Exercise directions>
Reproduce each of the entries below word for word, and leave any pictures out of your copy.

Record excerpts>
"""

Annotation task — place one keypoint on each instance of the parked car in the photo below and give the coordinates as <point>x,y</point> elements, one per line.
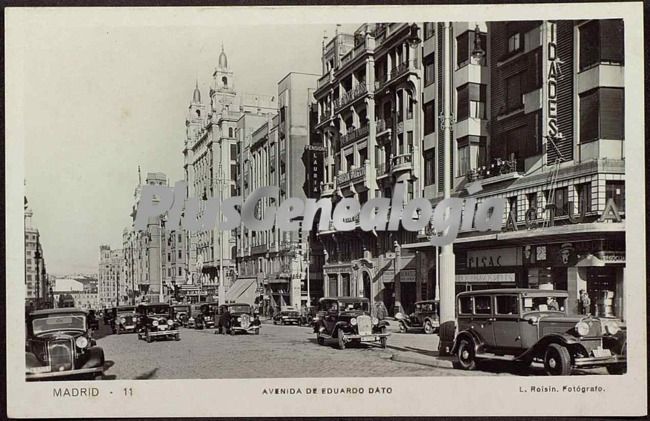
<point>286,317</point>
<point>233,318</point>
<point>93,322</point>
<point>426,317</point>
<point>182,314</point>
<point>156,320</point>
<point>195,321</point>
<point>526,325</point>
<point>124,319</point>
<point>206,316</point>
<point>347,319</point>
<point>59,345</point>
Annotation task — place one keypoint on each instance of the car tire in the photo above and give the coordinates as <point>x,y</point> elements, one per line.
<point>466,354</point>
<point>402,328</point>
<point>557,360</point>
<point>617,369</point>
<point>428,327</point>
<point>339,336</point>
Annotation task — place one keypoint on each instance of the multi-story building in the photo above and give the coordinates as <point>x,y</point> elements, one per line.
<point>537,118</point>
<point>111,270</point>
<point>37,289</point>
<point>276,154</point>
<point>146,268</point>
<point>211,167</point>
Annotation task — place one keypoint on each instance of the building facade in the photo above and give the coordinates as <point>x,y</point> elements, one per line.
<point>211,169</point>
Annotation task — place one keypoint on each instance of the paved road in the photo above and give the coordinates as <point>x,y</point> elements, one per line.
<point>278,351</point>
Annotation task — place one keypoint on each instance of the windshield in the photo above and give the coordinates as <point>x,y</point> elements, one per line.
<point>158,310</point>
<point>351,306</point>
<point>56,322</point>
<point>549,303</point>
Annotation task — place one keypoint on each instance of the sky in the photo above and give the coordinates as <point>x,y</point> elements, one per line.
<point>101,100</point>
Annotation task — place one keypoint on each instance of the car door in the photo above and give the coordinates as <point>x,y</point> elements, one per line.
<point>507,322</point>
<point>482,319</point>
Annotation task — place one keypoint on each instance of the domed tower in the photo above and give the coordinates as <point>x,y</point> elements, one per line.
<point>222,93</point>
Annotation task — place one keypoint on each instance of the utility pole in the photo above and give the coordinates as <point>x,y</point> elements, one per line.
<point>447,259</point>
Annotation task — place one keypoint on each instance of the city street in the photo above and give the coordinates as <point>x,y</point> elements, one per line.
<point>278,351</point>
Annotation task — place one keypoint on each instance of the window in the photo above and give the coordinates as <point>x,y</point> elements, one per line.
<point>429,118</point>
<point>514,43</point>
<point>471,101</point>
<point>507,304</point>
<point>561,201</point>
<point>482,304</point>
<point>615,189</point>
<point>462,49</point>
<point>463,160</point>
<point>465,305</point>
<point>602,114</point>
<point>429,29</point>
<point>601,41</point>
<point>583,192</point>
<point>514,98</point>
<point>429,167</point>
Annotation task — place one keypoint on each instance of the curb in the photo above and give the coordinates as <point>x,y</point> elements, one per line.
<point>408,357</point>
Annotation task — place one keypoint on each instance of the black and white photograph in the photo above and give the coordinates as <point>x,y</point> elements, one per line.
<point>367,207</point>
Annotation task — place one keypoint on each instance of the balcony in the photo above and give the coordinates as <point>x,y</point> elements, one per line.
<point>352,176</point>
<point>401,163</point>
<point>353,135</point>
<point>351,96</point>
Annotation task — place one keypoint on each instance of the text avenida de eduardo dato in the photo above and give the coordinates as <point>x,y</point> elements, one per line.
<point>377,390</point>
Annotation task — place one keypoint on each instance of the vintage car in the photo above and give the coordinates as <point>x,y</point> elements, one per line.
<point>347,319</point>
<point>181,314</point>
<point>195,320</point>
<point>286,317</point>
<point>233,318</point>
<point>156,320</point>
<point>526,325</point>
<point>59,345</point>
<point>124,319</point>
<point>205,319</point>
<point>425,317</point>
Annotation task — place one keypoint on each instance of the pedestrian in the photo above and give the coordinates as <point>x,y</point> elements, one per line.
<point>585,303</point>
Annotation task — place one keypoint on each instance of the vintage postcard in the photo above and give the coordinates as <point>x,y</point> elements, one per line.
<point>325,211</point>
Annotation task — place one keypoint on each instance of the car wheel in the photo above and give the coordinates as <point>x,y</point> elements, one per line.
<point>617,369</point>
<point>341,342</point>
<point>466,355</point>
<point>402,328</point>
<point>557,361</point>
<point>428,327</point>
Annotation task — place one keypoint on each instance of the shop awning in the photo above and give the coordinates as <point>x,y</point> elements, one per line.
<point>242,291</point>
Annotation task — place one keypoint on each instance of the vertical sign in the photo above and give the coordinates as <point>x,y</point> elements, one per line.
<point>551,75</point>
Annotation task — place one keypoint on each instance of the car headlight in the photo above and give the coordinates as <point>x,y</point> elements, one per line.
<point>82,342</point>
<point>612,327</point>
<point>582,328</point>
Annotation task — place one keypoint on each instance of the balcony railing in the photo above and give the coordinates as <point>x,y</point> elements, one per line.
<point>354,134</point>
<point>402,162</point>
<point>348,97</point>
<point>498,167</point>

"""

Answer to this exercise>
Annotation task — place one keypoint on each instance of the parked car in the photo below and give the coordinates as <point>x,y</point> elements, one per line.
<point>286,317</point>
<point>233,318</point>
<point>93,322</point>
<point>426,317</point>
<point>182,314</point>
<point>156,320</point>
<point>195,321</point>
<point>526,325</point>
<point>124,319</point>
<point>206,316</point>
<point>347,319</point>
<point>59,345</point>
Annotation task — place one keypoint on each instance of the car tire in the photo above and give the coordinates as <point>x,y</point> elements, one per line.
<point>466,354</point>
<point>402,328</point>
<point>557,360</point>
<point>617,369</point>
<point>428,327</point>
<point>339,336</point>
Annotation task — place one keypoint on each instance of the multi-story building in the photo above and give the coordinates as <point>x,y</point> elements, one per line.
<point>537,118</point>
<point>111,270</point>
<point>37,289</point>
<point>276,154</point>
<point>146,268</point>
<point>211,167</point>
Annotation task — place one keypoint on each instance of the building facade in the photo above and give the coordinates as <point>x,y</point> elements, one per line.
<point>211,169</point>
Annotation task — place one keypoint on each instance of the paved road in the photo above and give the coordinates as <point>x,y</point> elements, one per line.
<point>278,351</point>
Annotation task — place one keypoint on each instance of the windshield in the photo above and give the coordinates as <point>x,y</point> elements, one per line.
<point>158,310</point>
<point>351,306</point>
<point>56,322</point>
<point>549,303</point>
Annotation task — place one keypoint on each instance of the sky in the photo above and give the coordinates as <point>x,y</point> elements, one per line.
<point>101,100</point>
Annotation task — place one keypoint on each instance of the car door in the photo above and give the coordinates as <point>x,y</point> elements, one per line.
<point>507,322</point>
<point>482,319</point>
Annotation task — place one keypoint on each instance of the domed tower in the photo above and give the coordinates as <point>x,y</point> elements, one per line.
<point>222,93</point>
Annotation task — place one keypoint on each instance of the utility pole in the photo above and give the coordinates as <point>x,y</point> elements, one per line.
<point>447,259</point>
Annotation task — place one keypoint on each instance of the city street in the photo above and give the coordinates as <point>x,y</point> elements, one per line.
<point>278,351</point>
Annotation task — place one keypoint on each instance of the window in the photo above and give the coordinates as <point>x,y</point> elements, one per line.
<point>429,118</point>
<point>514,43</point>
<point>471,101</point>
<point>507,304</point>
<point>561,201</point>
<point>482,304</point>
<point>615,189</point>
<point>462,49</point>
<point>463,160</point>
<point>465,305</point>
<point>602,114</point>
<point>429,29</point>
<point>601,41</point>
<point>583,192</point>
<point>514,98</point>
<point>429,167</point>
Annotation task — place one keypoint on each instance of the curb in the photo above and give the coordinates as <point>x,y</point> elements, one per line.
<point>408,357</point>
Annotation task — place one keypoint on each instance of the black and white photograph in the photo above and give the coordinates as <point>x,y</point> elements, one per line.
<point>367,207</point>
Annotation task — place one keypoint on each instance of the balcony in the photo above and give the coordinates as <point>x,y</point> elements, one per line.
<point>352,176</point>
<point>401,163</point>
<point>353,135</point>
<point>351,96</point>
Annotation task — place one keypoint on each instance of the text avenida de eduardo dato in the photo above and give the coordinates as <point>x,y</point> elements, one per line.
<point>377,390</point>
Annotation task — place one keypoint on each instance of the vintage car in the photo above and give the coordinates as <point>x,y</point> elements, one per line.
<point>347,319</point>
<point>181,314</point>
<point>195,320</point>
<point>286,317</point>
<point>233,318</point>
<point>156,320</point>
<point>526,325</point>
<point>59,345</point>
<point>124,319</point>
<point>205,319</point>
<point>425,317</point>
Annotation task — place one keypoint on each instance of the pedestrian in the photo above and give the coordinates as <point>x,y</point> elements, one per line.
<point>585,303</point>
Annotation task — place one keypoint on each instance of the vintage postcard in the photo above and give the coordinates as <point>x,y</point> elements, one per line.
<point>325,211</point>
Annotation task — place one keypoint on each instance of the car wheel in the photo above and give the coordinates as <point>x,y</point> elements, one per line.
<point>617,369</point>
<point>341,342</point>
<point>466,355</point>
<point>402,328</point>
<point>557,361</point>
<point>428,327</point>
Annotation task — place one keypoint on each instance of the shop awning in the photo above and give the coordinates as <point>x,y</point> elements, one per line.
<point>242,291</point>
Annotation task — place one keypoint on each instance of the vertical sign in the photo above and give the coordinates as <point>x,y</point> elements, one per line.
<point>551,75</point>
Annotation task — place one keypoint on each instance of the car headlight in the photo above and give the coordinates as <point>x,y</point> elements, one per line.
<point>82,342</point>
<point>612,327</point>
<point>582,328</point>
Annotation task — place one keypoint on each instance of the balcony railing in the photo above and give the coordinates as <point>x,y</point> elements, one per line.
<point>354,134</point>
<point>402,162</point>
<point>348,97</point>
<point>498,167</point>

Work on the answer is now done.